EXERCISE TASK A: Output the records starting with the line containing "man in denim" and going on through the line containing "<point>328,220</point>" as a two-column CSV with the columns request and answer, one row per request. Put each value in a single quoted field, with line breaks replaced by spaces.

The other big thing is offboarding the intern. We all know this intellectually, but the big thing is making sure whatever knowledge they’ve learned doesn’t disappear with them. Having a really robust plan for how they’ll document things, and verifying it repeatedly towards the end of their time with you is essential. We all say “well yes, of course” when that’s brought up, and yet we are all without fail surprised when they’ve left and something isn’t documented and no one knows how they’ve done something. Having some process involving them giving walk throughs, demos, talks, or whatever to someone on their way out both helps them with developing professional communication skills and helps you collect needed knowledge.
One way to approach this is to have a documented process for hiring, onboarding, supporting, and offboarding the intern. The first time or two through the process, it’ll be laughably off-base, and that’s fine. Once something is documented the process can iteratively improve over time, which is the key thing. It’s really hard to improve a process that isn’t documented. If it’s documented, you can update it through and at the end of the process.
To try to help, the question spurred me to clean up and make suitable for sharing a starting-point intern onboarding/support/offboarding checklist. It’s just a google doc checklist-style list of bullet points, and it geared towards a more project-based software development internship, but hopefully it will be useful to other intern managers as well.
So how about you, gentle reader? Do you have internship resources, tips, or advice for the reader who posed the question, or for the readership in general? Please let me know - just hit reply or email to jonathan@researchcomputingteams.org.

EXERCISE TASK B: Copy the passage on offboarding interns word for word, starting with "To try to help, the" and going on through "email to jonathan@researchcomputingteams.org.".

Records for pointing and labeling

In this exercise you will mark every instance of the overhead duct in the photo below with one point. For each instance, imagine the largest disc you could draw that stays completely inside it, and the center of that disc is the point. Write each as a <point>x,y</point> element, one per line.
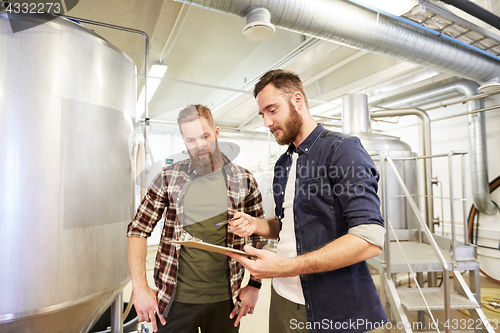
<point>349,24</point>
<point>477,132</point>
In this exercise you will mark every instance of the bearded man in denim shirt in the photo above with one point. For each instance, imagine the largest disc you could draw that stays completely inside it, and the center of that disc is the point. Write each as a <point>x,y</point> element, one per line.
<point>328,220</point>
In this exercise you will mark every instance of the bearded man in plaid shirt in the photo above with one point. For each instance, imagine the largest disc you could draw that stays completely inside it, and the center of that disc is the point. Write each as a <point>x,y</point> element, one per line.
<point>196,288</point>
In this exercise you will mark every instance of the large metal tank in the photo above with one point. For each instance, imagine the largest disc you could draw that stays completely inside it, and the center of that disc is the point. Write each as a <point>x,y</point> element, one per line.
<point>356,121</point>
<point>67,100</point>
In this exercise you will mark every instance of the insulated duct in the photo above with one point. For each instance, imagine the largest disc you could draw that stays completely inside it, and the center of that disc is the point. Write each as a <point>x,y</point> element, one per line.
<point>349,24</point>
<point>477,132</point>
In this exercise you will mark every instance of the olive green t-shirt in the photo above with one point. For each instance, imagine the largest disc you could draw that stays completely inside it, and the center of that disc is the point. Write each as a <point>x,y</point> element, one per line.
<point>203,275</point>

WRITTEN RESPONSE A:
request,answer
"In this exercise you will mark every instance of the bearded man in denim shirt in the photo above with one point. For each instance, imagine the largest disc you could draw that stays completely inside it, and the center of that disc is the point. Write each as a <point>x,y</point> element, one per line.","<point>328,220</point>"

WRITTEN RESPONSE B:
To try to help, the question spurred me to clean up and make suitable for sharing a starting-point intern onboarding/support/offboarding checklist. It’s just a google doc checklist-style list of bullet points, and it geared towards a more project-based software development internship, but hopefully it will be useful to other intern managers as well.
So how about you, gentle reader? Do you have internship resources, tips, or advice for the reader who posed the question, or for the readership in general? Please let me know - just hit reply or email to jonathan@researchcomputingteams.org.